ЗАДАНИЕ 1:
Оформите как CSV из двух столбцов, «текст» и «ответ», записи от строки, где есть «detecting the person», по строку, где есть «143, 0, 519, 237», включительно. На каждую запись отведите одну строку, где её текст и ответ стоят каждый в отдельном поле в кавычках, а переносы строк заменены пробелами.
ЗАДАНИЕ 2:
Продолжите отрывок о ГУЛаге, начав сразу после его последнего предложения.

ИСХОДНЫЙ ОТРЫВОК:
((
Появилась однажды иллюзорная надежда на помощь от «воспитанников класса Муншау». Только мало что зависело от тех, кто пытался мне помочь. В основном это был пожарник Яша Юнгман. Для другого «воспитанника» оттуда – начальника пожарной дружины – нужно было встречное движение. Мне самому следовало чем-то проявить себя.
Яша переживал за меня больше всех, изредка подкармливал, приворовывая что-нибудь с общего стола пожарников. А еще постоянно напоминал своему шефу о долге по отношению к «товарищу в беде».
Нужно было и мне мобилизоваться внутренне, обрести уверенность в себе, но никак не удавалось перебороть настроение и хоть как-то попытаться переломить события.
ГУЛаг, нужно сказать, вообще великолепная школа для всех, кто хочет и умеет учиться. Сильные там сдавали экзамен на право существования, слабые – понемногу отсеивались и уходили в небытие.
Действовал закон Естественного отбора!
Опускаться даже на короткий период и плыть по течению было смертельно опасно.
На соседних нарах или на общей работе, в одной бригаде иногда встречались люди, каких на свободе и встретить невозможно, из другой плоскости, из другого измерения. В лагере в одну упряжку с бездарью, серостью были впряжены люди мудрые, талантливые, душевные, отмеченные искрой Божьей… Было так и в тюрьмах, на пересылках, в рабочих зонах – на всем тернистом пути. А на Севере особенно часто.
Как часто вспоминалась мне встреча и скоротечная дружба с юристом Митрофаньевым еще в первый год прохождения «моей службы» в Воронежской тюрьме… Встреча, которая оставила очень глубокий след во мне… И спина сама выпрямлялась. В большой «общей» камере он создал консультационный пункт защиты прав человека, но главное – самоуважение, авторитет «контриков» (обвиненных по 58-й статье Уголовного кодекса) сумел поднять выше, чем звание «вор».
))
МАТЕРИАЛ ДЛЯ ЗАДАНИЯ:
((
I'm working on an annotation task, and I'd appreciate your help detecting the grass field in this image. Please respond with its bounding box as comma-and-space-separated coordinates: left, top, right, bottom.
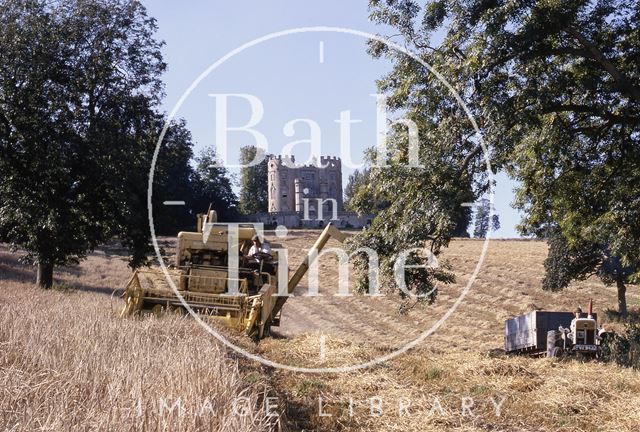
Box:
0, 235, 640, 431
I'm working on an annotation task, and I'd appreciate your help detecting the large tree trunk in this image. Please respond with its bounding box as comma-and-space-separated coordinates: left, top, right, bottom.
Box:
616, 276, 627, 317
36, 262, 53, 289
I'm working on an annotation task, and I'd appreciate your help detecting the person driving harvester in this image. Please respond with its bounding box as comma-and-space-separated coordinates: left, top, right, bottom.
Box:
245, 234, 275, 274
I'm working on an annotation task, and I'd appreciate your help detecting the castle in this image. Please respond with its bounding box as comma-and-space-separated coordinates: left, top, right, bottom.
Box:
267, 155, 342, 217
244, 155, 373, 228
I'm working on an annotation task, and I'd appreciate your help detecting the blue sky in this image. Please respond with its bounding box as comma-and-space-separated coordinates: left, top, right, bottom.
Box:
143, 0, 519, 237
))
((
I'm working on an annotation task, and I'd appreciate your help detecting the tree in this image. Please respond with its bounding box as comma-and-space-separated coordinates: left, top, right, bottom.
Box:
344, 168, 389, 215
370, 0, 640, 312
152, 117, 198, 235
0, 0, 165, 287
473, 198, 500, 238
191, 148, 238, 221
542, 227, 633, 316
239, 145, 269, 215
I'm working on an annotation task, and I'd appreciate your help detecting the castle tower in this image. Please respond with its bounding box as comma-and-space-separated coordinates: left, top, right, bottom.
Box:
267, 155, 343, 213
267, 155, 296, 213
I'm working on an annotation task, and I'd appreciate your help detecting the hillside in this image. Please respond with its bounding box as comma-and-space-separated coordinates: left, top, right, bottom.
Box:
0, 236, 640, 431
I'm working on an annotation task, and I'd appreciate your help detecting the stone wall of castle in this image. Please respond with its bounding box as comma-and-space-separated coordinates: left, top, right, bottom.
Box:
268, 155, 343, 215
))
ОТВЕТ НА ЗАДАНИЕ 1:
текст,ответ
"I'm working on an annotation task, and I'd appreciate your help detecting the person driving harvester in this image. Please respond with its bounding box as comma-and-space-separated coordinates: left, top, right, bottom. Box:","245, 234, 275, 274"
"I'm working on an annotation task, and I'd appreciate your help detecting the castle in this image. Please respond with its bounding box as comma-and-space-separated coordinates: left, top, right, bottom. Box:","267, 155, 342, 217 244, 155, 373, 228"
"I'm working on an annotation task, and I'd appreciate your help detecting the blue sky in this image. Please respond with its bounding box as comma-and-space-separated coordinates: left, top, right, bottom. Box:","143, 0, 519, 237"

ОТВЕТ НА ЗАДАНИЕ 2:
Или встречи с экономистом Теобольдом Боосом. Это и есть тот самый «таинственный незнакомец», который дважды спас меня от неминуемой смерти на «Известковом». Должно быть, в «благодарность», тоже по какому-то наитию, я – не узнав его! – как сувенир на память, прилепил ему кличку позже «Тоби-Бобо». И написал о встречах с ним вою первую повесть.
Таковы создатели «класса Муншау», два Мартыновича, о которых я уже рассказывал; они ушли в туманное прошлое, но след свой протянули сюда – в настоящее.
И начальник конвоя Вежелебцевым, которому по Уставу, по должности надлежало быть со мной злым и недружелюбным. А он несмотря ни на что остался в моей памяти добрым гением. И только много позже я сумел понять, как же ему, с таким сознанием, непросто жилось в его окружении.
Всем им, кто остался личностью в тех экстремальных условиях, и названным мною, и десяткам других, из моей памяти уже не уйти.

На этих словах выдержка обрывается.